Provided entries section start
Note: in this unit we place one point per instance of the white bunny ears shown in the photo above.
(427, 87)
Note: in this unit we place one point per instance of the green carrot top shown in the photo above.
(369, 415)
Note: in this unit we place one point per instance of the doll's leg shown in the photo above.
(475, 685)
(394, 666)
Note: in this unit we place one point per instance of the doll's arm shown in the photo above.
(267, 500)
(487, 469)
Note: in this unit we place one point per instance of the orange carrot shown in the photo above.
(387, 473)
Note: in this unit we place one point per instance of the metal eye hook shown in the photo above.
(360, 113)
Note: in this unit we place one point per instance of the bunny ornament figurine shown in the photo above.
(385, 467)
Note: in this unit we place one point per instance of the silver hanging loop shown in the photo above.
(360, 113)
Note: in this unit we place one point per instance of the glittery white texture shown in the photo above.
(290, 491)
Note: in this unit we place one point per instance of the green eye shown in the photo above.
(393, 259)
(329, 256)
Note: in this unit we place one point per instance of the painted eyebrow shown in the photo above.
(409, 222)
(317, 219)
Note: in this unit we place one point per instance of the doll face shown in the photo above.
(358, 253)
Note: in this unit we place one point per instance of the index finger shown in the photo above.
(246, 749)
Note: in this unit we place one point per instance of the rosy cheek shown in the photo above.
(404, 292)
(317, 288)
Provided entries section end
**The task**
Copy every line above once more, precisely as it reads.

**Result of this exercise**
Note: in this unit we place one point per instance of the white bunny ears shown in the photo above.
(427, 87)
Note: in this unit we place one point per instance of the green carrot top shown in the photo above.
(369, 415)
Note: in this unit we place one point per instance of the doll's leg shown in the photo above.
(475, 685)
(394, 666)
Note: in this unit we place one point per instance of the doll's arm shown in the photo above.
(267, 500)
(487, 469)
Note: in this unit we place one point per instance of the orange carrot shown in the photo above.
(387, 473)
Note: in this unit we place one point per instance of the metal eye hook shown in the photo above.
(360, 113)
Note: in this unit we place one point per instance of the bunny ornament figurine shown in the photo above.
(385, 467)
Note: in this unit we place one point per instance of the silver hanging loop shown in the photo above.
(360, 113)
Note: in this unit we place one point per instance of the glittery white texture shown in the photo above.
(290, 491)
Note: in this unit we place one point per instance of the green eye shown in the photo above.
(393, 259)
(329, 256)
Note: in this unit we place one point per instance of the painted eyebrow shown in the photo above.
(409, 222)
(317, 219)
Note: in this unit we place one point per instance of the doll face shown in the photo above.
(358, 253)
Note: in this unit we place one point per instance of the index finger shown in the photo above.
(246, 749)
Note: in this unit we place one point per instance of the rosy cheek shown in the photo above.
(404, 292)
(317, 288)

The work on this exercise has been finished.